### TEXT SHOWN
Quaternary Fault and Fold Database of the United States

As of January 12, 2017, the USGS maintains a limited number of metadata fields that characterize the Quaternary faults and folds of the United States. For the most up-to-date information, please refer to the interactive fault map.

Olinghouse fault zone (Class A) No. 1668

Last Review Date: 1999-03-26

citation for this record: Adams, K., and Sawyer, T.L., compilers, 1999, Fault number 1668, Olinghouse fault zone, in Quaternary fault and fold database of the United States: U.S. Geological Survey website, https://earthquakes.usgs.gov/hazards/qfaults, accessed 05/04/2024 03:45 PM.

Synopsis	This short nearly continuous sinistral zone has east-northeast-striking intermontane faults in southern Pah Rah Range, from north of Clark Station to about Pierson Canyon, and north-northeast-striking range-front and piedmont faults that continue northeastward to White Hill and into western Dodge Flat. The December 26, 1869 earthquake (estimated M6.7) or an earlier event in 1860 may have ruptured approximately 14 km of the intermontane faults. The sinistral Olinghouse fault zone may be structurally related to the dextral Pyramid Lake fault zone [1669] because they appear to merge near White Horse Canyon on east side of Pah Rah Range. Detailed topical studies of the fault zone, reconnaissance photogeologic mapping, and regional geologic mapping are the sources of data. Trench investigations have not been conducted.

Items from a data source:
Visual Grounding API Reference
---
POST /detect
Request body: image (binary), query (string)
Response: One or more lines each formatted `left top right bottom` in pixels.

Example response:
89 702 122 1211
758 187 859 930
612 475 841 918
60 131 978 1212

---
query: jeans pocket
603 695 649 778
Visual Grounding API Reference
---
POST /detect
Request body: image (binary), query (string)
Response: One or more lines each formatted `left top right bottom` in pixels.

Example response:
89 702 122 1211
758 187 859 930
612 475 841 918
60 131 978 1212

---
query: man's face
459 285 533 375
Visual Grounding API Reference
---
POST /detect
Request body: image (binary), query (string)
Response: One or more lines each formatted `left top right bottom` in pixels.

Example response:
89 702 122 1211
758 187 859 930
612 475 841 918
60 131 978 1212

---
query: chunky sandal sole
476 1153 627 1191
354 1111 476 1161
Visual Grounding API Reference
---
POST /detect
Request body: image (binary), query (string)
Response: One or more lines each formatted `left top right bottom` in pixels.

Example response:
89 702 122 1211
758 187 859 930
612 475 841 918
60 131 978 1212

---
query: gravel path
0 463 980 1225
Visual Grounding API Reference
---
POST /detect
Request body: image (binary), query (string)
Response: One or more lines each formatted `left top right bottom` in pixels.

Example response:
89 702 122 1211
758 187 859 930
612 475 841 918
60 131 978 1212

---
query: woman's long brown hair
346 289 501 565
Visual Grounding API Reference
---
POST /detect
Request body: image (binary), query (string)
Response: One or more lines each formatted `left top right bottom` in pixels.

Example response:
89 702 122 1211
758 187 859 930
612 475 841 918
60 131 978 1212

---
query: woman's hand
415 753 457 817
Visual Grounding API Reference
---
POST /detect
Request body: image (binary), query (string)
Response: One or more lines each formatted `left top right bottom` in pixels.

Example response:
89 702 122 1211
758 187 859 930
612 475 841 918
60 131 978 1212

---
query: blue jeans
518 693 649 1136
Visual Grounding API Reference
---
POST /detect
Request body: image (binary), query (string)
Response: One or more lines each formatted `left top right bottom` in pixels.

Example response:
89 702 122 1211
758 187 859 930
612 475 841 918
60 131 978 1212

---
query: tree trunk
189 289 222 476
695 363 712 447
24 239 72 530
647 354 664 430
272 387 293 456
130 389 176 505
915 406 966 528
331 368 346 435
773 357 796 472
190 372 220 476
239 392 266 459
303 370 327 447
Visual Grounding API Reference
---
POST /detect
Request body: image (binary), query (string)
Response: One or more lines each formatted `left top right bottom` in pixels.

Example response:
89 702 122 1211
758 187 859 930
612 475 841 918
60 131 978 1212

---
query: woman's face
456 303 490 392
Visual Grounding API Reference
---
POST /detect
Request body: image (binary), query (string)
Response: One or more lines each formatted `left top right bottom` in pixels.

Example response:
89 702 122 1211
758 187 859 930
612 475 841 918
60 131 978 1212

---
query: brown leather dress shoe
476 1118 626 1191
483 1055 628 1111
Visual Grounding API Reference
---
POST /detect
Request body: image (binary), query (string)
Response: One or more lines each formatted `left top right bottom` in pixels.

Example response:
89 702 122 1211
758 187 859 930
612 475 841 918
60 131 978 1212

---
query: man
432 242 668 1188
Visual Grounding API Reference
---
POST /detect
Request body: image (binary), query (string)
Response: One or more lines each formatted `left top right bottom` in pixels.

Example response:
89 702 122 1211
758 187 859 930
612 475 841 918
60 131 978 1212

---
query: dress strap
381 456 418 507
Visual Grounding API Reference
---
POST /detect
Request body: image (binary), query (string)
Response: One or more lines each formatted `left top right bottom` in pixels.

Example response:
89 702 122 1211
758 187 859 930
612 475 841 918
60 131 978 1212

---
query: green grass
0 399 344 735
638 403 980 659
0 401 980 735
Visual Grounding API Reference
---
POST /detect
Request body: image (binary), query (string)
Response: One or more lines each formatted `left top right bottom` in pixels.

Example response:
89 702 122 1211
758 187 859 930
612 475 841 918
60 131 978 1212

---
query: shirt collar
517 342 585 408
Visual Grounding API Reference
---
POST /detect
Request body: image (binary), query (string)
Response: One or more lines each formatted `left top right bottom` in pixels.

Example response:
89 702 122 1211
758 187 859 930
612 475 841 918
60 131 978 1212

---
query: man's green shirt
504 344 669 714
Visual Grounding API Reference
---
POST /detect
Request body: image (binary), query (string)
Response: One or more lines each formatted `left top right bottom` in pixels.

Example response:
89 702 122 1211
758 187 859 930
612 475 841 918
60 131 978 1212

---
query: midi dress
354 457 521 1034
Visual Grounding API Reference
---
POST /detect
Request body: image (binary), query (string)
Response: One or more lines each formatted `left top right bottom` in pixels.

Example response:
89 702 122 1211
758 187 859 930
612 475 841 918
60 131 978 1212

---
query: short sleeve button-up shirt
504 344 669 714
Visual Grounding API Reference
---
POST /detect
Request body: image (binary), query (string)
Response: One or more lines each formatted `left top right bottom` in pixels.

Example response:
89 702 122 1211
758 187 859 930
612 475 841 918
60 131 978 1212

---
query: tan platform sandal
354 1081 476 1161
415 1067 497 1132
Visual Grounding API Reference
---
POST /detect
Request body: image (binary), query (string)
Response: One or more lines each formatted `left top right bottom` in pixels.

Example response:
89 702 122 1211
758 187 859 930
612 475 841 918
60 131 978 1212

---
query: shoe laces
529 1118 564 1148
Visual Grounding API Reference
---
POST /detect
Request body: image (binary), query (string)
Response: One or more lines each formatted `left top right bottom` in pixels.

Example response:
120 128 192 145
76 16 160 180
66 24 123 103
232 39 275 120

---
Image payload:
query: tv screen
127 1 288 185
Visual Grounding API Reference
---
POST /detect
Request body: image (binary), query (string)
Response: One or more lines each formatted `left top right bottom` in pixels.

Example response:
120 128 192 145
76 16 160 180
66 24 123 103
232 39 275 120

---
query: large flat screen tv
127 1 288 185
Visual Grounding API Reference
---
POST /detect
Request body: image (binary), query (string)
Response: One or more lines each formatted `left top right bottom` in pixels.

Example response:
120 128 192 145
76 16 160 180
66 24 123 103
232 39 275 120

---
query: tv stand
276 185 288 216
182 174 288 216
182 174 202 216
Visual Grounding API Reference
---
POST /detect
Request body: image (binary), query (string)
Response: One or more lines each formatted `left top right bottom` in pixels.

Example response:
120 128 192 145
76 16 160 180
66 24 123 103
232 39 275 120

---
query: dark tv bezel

### SET TASK
Go on with the text on the Olinghouse fault zone, picking up after its last sentence. The entries are separate material and are not part of the text on the Olinghouse fault zone.

### RESULT FOR THIS EXERCISE
Name comments	Refers to faults mapped by Slemmons (1968, unpublished Reno 1? X 2? sheet), Bonham (1969 #2999), Sanders and Slemmons (1979 #152; 1996 #1229), Bell (1984 #105; 1984 #107), Greene and others (1991 #3487), and Yount and others (1993 #1608) at southern end of Pah Rah Range; named the Olinghouse fault zone by Sanders and Slemmons (1979 #152). Fault ID: Refers to fault R18 (Olinghouse fault zone) of dePolo (1998 #2845).
County(s) and State(s)	WASHOE COUNTY, NEVADA
Physiographic province(s)	BASIN AND RANGE
Reliability of location	Good Compiled at 1:100,000 scale. Comments: Fault locations are based on 1:250,000-scale maps of Bell (1984 #105) and Slemmons (1968, unpublished Reno 1? X 2? sheet). Mapping by Bell (1984 #105) is from photogeologic analysis of 1:40,000-scale low sun-angle aerial photography, supplemented with 1:12,000-scale aerial photography of selected areas, several low-altitude aerial reconnaissance flights, and field reconnaissance of major structural and stratigraphic relationships. Mapping by Slemmons (1968, unpublished Reno 1? X 2? sheet) is from analysis of 1:60,000-scale AMS photography transferred to mylar overlaid onto a 1:250,000-scale topographic map using proportional dividers.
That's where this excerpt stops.